● **ACTIONS TO TAKE**:
- a) In the history roundup, translate this sentence into Spanish: "There is a surreal kind of logic to this."
- b) Carry on the history roundup, picking up after the last sentence of its item on the Portuguese law allowing digital photography in libraries and archives.

This Week’s Top Picks in Imperial & Global History

A mural in Bogside in Derry/Londonderry near the site of the events of Bloody Sunday. murielle29/flickr, CC BY-SA

Marc-William Palen
History Department, University of Exeter
Follow on Twitter @MWPalen

From England’s unreadiness for self-government to the continuing divisiveness of Bloody Sunday, here are this week’s top picks in imperial and global history.


Are the English ready for self-government?

Fintan O’Toole
Irish Times

The alleged aptitude of the English for self-government,” wrote Bernard Shaw in his preface to Androcles and the Lion, “is contradicted by every chapter of their history.” Shaw was, of course, parodying British imperialist rhetoric and its insistence that lesser peoples – including his own nation, the Irish – were not ready to govern themselves. He was being naughtily provocative, which only the most irresponsible of commentators would dare to be in these grave times. But there is nonetheless some tinge of truth in his words. Aptitude for self-government is not what comes to mind when one looks in from the outside at the goings-on in Westminster last week, when, as Tom Peck so brilliantly put it in the London Independent, “the House of Commons was a Benny Hill chase on acid, running through a Salvador Dali painting in a spaceship on its way to infinity”.

Let’s just say that if Theresa May were the head of a newly liberated African colony in the 1950s, British conservatives would have been pointing, half-ruefully, half-gleefully, in her direction and saying “See? Told you so – they just weren’t ready to rule themselves. Needed at least another generation of tutelage by the Mother Country.” There is a surreal kind of logic to this. If, as the Brexiteers do, you imagine yourself to be an oppressed colony breaking away from the German Reich aka the European Union, perhaps you do end up with a pantomime version of the travails of newly independent colonies, including the civil wars that often follow national liberation. [continue reading]

Portuguese parliament approves diploma allowing digital photography in libraries and public archives

Diário de Notícias

In a final overall vote, Parliament approved the final text presented by the Committee on Culture, Communication, Youth and Sport, with only PSD abstention. In May of last year, the PS bill had been approved in general with PSD and CDS-PP abstention and the favorable votes of the remaining groups. The Socialists justified the legislative initiative with the increasing “dematerialization of knowledge”, which allows access to it “in a more democratic, simple, fast and globalized way, namely through the use of information and communication technologies.”

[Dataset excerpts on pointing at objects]
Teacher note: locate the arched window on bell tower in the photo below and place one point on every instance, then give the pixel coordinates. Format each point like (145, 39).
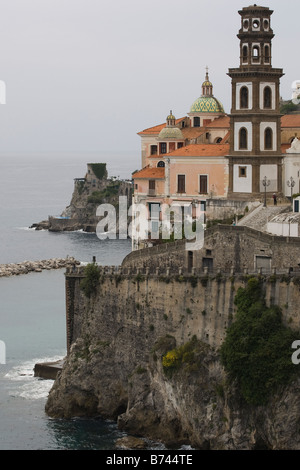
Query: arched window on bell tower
(244, 97)
(268, 139)
(255, 54)
(267, 54)
(267, 97)
(245, 54)
(243, 139)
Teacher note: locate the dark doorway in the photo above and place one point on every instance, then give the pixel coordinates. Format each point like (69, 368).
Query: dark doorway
(190, 261)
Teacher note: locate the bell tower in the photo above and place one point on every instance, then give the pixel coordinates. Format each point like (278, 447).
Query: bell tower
(255, 120)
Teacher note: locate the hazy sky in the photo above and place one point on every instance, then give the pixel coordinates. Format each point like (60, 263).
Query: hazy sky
(87, 75)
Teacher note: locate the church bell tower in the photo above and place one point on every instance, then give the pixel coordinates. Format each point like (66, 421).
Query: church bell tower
(255, 120)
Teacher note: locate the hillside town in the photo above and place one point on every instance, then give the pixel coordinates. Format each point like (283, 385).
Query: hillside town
(229, 164)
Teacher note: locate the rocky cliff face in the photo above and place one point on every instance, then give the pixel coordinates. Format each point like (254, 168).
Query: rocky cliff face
(115, 369)
(89, 192)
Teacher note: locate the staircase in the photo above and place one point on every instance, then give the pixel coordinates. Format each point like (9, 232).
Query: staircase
(260, 216)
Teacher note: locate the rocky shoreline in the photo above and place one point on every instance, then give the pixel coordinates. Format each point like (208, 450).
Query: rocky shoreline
(25, 267)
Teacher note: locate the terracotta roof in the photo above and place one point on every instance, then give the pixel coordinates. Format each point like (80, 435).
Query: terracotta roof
(284, 147)
(192, 132)
(149, 173)
(156, 129)
(201, 150)
(223, 121)
(290, 120)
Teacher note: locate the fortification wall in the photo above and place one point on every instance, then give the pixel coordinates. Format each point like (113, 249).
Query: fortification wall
(145, 307)
(226, 248)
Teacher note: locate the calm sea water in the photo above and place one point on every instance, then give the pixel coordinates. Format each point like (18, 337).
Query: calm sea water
(32, 306)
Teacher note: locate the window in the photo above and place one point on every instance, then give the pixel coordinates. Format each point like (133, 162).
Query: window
(243, 139)
(244, 97)
(267, 97)
(163, 147)
(151, 184)
(203, 184)
(268, 139)
(267, 54)
(242, 172)
(153, 149)
(196, 121)
(255, 53)
(181, 183)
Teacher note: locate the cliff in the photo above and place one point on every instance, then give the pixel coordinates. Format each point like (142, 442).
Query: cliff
(89, 192)
(118, 337)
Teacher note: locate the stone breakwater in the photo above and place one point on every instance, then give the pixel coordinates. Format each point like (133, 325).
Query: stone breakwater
(25, 267)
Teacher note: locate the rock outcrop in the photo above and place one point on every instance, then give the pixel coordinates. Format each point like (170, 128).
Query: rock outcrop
(25, 267)
(89, 192)
(115, 370)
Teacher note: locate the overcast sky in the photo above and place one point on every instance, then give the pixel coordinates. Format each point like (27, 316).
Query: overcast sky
(87, 75)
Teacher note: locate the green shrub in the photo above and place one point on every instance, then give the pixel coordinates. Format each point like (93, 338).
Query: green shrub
(256, 352)
(91, 280)
(185, 354)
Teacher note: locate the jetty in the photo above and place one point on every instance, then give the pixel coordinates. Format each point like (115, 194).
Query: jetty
(25, 267)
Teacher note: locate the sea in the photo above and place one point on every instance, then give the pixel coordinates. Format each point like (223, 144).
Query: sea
(32, 306)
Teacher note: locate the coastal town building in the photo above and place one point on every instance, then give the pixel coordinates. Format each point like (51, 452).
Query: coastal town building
(219, 161)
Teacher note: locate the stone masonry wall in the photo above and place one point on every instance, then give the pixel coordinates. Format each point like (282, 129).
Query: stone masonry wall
(226, 248)
(178, 305)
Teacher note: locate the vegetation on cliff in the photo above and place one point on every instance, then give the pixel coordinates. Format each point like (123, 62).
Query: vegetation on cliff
(256, 352)
(188, 355)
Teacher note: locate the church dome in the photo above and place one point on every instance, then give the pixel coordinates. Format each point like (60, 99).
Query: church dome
(207, 104)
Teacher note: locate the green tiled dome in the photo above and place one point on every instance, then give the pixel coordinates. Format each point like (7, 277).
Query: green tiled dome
(207, 104)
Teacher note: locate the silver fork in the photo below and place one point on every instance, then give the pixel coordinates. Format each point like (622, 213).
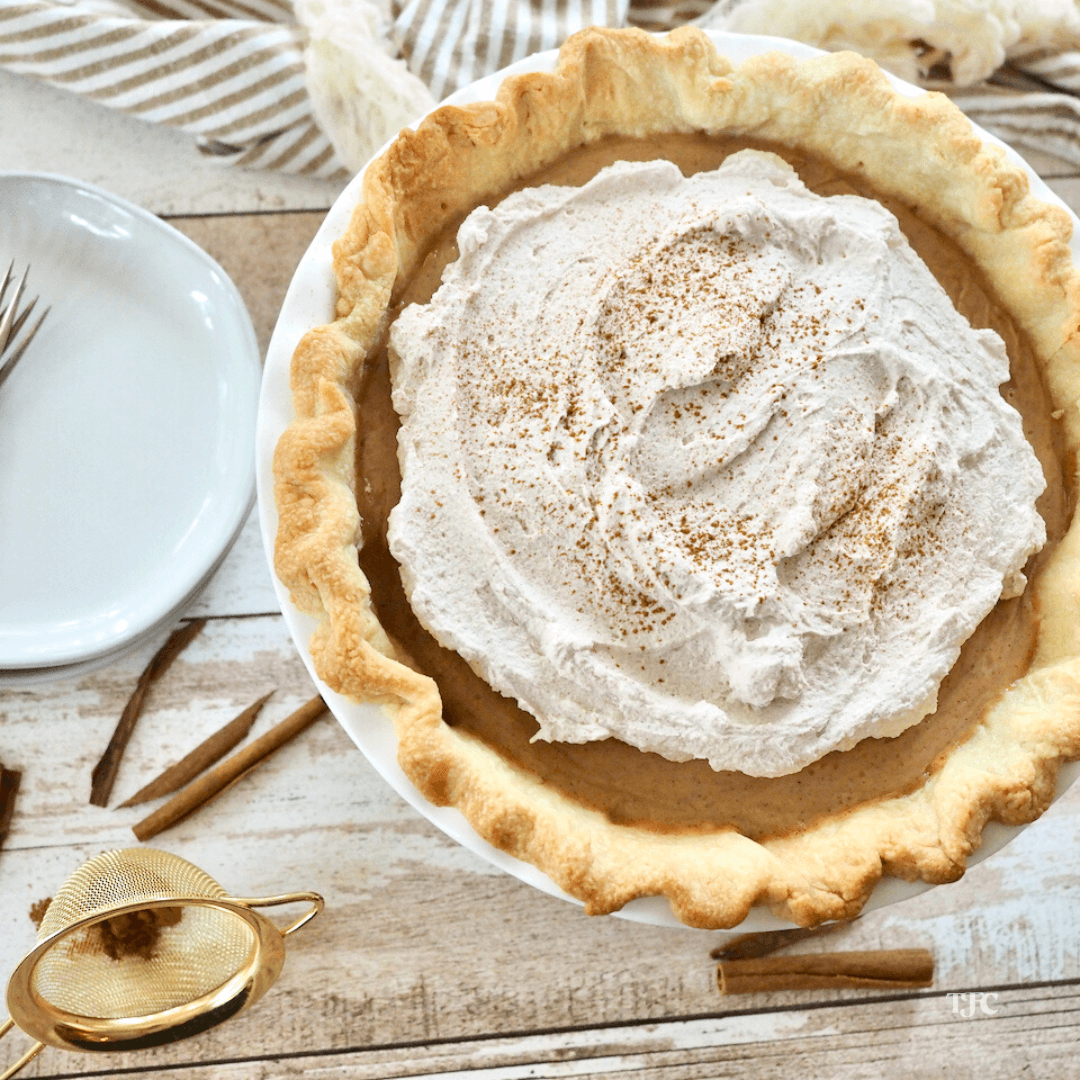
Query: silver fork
(12, 322)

● **EXPECTED RESULTS**:
- a) Hay una especie de lógica surrealista en esto.

- b)
Emphasizing that in all areas, public libraries and archives “will continue to be institutions of reference for scientific and academic research,” the PS bill will allow citizens to access these spaces with their digital devices – such as cameras, mobile phones or laptops – for personal use, provided that “the preservation of documents and the non-disturbance of third parties are safeguarded”. “In addition, it is also intended to legislate in order to allow the collection of digital photographs for academic research and for private use of documentation in the custody of public libraries and archives,” is mentioned in the diploma. [continue reading]

Why White Women Tried to Ban Native American Dances

Erin Blakemore
JStor Daily

In the early 1920s, a secret file scandalized white women reformers in the United States. It was known as the Secret Dance File, its contents too shocking (and titillating) to print or even send in the mail. As historian Margaret D. Jacobs writes, the salacious file became the centerpiece of a heated debate about whether or not Pueblo people should perform their traditional dances—a fight that illuminated the goals and tactics of the white women reformers who thought they should control Native Americans’ lives.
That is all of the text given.